> _Requirements_:
Pull out each line of the items below that contains the string "bounding". Matching is case-sensitive.

> _Entries supplied_:
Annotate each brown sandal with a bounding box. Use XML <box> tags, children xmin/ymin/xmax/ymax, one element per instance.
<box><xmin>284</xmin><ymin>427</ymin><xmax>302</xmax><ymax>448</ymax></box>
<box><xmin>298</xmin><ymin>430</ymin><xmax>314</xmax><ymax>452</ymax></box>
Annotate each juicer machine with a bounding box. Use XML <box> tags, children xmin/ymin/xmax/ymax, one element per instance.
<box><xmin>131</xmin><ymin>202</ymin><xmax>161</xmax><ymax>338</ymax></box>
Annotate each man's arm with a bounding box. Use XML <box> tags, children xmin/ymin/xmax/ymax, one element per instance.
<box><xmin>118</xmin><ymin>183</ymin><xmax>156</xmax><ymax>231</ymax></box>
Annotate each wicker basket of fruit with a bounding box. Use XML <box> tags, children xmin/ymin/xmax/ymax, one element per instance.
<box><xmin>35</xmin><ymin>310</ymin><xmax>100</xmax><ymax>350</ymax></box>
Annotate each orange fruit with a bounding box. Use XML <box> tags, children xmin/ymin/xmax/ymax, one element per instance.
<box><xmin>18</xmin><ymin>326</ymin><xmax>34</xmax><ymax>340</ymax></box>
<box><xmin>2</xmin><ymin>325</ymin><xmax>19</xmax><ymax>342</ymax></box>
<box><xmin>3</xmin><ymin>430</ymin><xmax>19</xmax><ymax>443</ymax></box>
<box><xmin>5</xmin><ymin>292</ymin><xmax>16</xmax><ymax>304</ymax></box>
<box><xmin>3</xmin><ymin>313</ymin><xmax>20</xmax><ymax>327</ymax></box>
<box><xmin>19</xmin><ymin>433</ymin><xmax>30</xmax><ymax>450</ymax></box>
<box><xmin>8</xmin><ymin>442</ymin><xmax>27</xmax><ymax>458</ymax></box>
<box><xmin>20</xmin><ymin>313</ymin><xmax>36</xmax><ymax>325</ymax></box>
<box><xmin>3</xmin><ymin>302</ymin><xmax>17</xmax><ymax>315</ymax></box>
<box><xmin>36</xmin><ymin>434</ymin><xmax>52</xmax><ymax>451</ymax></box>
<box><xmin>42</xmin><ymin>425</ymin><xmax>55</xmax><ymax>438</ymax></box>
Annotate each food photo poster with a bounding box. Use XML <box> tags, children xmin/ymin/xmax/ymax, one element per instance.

> _Exercise answer_:
Annotate each brown sandal with a bounding box. Use XML <box> tags, children xmin/ymin/xmax/ymax, one element per instance.
Annotate each juicer machine with a bounding box. Use XML <box> tags, children xmin/ymin/xmax/ymax, one element per instance.
Annotate each man's arm with a bounding box. Use XML <box> tags, children xmin/ymin/xmax/ymax, one element per instance.
Annotate each wicker basket of fruit with a bounding box. Use XML <box> tags, children xmin/ymin/xmax/ymax, one element per instance.
Annotate each orange fruit with a bounding box. Use XML <box> tags, children xmin/ymin/xmax/ymax, one element per instance.
Annotate each food photo poster with a bounding box. Use XML <box> tags, children xmin/ymin/xmax/ymax, one element per instance.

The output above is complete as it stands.